Items listed in a dataset
▬▬▬▬▬▬▬▬▬▬

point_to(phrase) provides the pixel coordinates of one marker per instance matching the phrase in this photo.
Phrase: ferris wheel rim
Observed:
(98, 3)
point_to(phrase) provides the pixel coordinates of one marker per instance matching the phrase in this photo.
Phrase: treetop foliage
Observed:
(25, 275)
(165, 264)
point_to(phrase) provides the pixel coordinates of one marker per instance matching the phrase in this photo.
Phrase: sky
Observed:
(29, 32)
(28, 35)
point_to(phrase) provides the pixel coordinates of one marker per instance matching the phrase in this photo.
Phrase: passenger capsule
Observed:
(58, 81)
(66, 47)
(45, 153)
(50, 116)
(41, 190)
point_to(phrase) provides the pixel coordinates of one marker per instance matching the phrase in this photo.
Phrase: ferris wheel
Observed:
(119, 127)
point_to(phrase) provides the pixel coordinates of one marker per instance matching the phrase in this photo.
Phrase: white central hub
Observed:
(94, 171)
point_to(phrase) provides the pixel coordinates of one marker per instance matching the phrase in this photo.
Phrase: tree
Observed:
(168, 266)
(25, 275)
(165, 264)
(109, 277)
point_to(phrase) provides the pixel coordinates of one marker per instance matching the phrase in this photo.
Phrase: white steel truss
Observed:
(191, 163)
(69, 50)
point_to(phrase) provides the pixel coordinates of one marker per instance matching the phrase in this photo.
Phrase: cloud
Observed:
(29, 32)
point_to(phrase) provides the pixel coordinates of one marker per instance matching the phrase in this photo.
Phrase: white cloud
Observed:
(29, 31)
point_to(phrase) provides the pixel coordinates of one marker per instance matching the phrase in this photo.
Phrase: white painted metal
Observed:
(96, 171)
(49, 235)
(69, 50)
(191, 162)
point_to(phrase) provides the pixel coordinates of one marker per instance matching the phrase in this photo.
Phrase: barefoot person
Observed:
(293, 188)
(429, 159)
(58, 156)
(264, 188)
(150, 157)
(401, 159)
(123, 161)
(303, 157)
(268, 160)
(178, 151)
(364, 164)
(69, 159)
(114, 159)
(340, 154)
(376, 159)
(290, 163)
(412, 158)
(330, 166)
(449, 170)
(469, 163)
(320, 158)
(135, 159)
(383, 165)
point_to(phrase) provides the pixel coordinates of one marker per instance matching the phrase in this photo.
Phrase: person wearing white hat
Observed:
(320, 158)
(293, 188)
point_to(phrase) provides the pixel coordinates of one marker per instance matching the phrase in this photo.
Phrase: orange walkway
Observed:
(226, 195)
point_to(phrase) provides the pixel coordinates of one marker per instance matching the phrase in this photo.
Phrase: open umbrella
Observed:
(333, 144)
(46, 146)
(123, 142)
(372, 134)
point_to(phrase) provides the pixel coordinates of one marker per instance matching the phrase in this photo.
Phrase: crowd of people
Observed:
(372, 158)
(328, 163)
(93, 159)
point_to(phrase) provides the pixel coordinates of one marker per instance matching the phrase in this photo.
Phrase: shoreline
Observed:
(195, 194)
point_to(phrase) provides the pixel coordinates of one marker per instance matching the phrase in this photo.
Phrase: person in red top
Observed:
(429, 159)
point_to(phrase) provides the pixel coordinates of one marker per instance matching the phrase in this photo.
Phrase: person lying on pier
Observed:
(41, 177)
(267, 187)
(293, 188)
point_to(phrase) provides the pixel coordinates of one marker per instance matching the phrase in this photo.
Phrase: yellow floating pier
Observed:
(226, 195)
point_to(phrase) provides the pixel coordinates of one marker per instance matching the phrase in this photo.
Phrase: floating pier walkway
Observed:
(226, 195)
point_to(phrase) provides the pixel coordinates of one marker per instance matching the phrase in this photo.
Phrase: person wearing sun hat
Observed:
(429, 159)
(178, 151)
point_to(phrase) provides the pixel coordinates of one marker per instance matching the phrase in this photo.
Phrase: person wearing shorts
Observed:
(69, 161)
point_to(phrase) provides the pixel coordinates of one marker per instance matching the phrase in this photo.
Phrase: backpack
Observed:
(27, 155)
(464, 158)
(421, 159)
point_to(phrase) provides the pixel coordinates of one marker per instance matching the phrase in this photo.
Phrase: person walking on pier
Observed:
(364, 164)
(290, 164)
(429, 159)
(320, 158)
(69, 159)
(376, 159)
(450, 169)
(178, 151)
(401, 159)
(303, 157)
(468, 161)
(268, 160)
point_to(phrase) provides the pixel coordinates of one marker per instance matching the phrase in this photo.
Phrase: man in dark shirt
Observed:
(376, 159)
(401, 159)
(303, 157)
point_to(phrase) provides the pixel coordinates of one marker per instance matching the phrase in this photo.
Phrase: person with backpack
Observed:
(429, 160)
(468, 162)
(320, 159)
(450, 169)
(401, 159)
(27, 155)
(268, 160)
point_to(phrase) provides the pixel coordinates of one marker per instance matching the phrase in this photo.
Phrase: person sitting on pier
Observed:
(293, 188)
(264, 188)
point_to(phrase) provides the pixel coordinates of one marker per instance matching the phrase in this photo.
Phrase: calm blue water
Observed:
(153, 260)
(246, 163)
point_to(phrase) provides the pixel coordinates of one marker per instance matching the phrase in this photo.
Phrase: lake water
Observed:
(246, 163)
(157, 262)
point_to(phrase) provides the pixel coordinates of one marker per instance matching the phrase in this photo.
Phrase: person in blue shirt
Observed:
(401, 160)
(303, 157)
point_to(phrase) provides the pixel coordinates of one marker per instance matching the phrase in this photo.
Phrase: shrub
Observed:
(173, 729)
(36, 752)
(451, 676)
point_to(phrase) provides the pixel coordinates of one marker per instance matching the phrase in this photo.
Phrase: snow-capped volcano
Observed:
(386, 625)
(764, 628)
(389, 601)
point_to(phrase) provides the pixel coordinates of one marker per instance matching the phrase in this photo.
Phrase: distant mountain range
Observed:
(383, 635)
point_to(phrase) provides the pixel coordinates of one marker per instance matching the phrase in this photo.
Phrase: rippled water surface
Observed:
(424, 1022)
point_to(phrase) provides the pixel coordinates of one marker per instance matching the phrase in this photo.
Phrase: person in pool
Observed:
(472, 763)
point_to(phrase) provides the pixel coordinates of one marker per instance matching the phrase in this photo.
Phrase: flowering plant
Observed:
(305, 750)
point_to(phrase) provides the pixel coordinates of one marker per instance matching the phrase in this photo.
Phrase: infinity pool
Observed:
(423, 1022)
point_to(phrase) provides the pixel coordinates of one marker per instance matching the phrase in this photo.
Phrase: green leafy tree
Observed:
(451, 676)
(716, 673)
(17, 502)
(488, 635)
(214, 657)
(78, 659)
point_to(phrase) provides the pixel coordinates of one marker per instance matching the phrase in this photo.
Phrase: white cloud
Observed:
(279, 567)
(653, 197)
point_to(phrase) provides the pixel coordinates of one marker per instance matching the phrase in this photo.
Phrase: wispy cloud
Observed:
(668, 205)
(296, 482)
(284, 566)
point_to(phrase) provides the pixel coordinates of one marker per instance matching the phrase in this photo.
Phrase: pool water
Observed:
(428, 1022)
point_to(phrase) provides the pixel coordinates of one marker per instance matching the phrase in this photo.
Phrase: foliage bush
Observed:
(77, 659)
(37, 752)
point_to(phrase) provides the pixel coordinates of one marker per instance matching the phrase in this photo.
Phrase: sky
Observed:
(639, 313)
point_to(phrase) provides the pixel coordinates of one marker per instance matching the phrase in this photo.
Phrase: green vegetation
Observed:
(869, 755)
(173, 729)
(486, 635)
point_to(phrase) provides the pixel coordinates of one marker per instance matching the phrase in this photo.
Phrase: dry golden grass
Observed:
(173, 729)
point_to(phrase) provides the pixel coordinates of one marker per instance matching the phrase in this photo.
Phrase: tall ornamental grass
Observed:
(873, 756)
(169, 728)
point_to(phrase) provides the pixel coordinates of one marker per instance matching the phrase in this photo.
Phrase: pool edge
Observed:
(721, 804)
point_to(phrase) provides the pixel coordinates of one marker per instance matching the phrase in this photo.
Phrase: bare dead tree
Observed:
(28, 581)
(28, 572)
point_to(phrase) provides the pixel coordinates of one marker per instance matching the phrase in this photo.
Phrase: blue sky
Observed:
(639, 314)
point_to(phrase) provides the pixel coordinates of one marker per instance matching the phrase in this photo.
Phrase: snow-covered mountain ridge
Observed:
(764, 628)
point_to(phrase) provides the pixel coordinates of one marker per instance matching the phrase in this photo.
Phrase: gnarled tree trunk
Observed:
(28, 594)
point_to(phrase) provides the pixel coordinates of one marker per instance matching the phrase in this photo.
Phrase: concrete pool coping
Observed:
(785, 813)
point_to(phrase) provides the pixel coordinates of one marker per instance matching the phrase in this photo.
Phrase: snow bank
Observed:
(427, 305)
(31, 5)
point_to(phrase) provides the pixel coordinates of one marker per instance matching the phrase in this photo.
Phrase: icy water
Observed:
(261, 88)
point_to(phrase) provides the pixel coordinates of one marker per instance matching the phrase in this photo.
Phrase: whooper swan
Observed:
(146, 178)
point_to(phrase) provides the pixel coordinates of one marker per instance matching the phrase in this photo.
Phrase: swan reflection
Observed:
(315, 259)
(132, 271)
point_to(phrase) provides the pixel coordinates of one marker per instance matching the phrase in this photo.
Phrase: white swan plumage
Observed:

▬▬▬▬▬▬▬▬▬▬

_TASK DESCRIPTION_:
Identify every line in the listing that contains the word "swan", and copy each of those lines.

_TASK ANSWER_:
Phrase: whooper swan
Phrase: swan reflection
Phrase: white swan plumage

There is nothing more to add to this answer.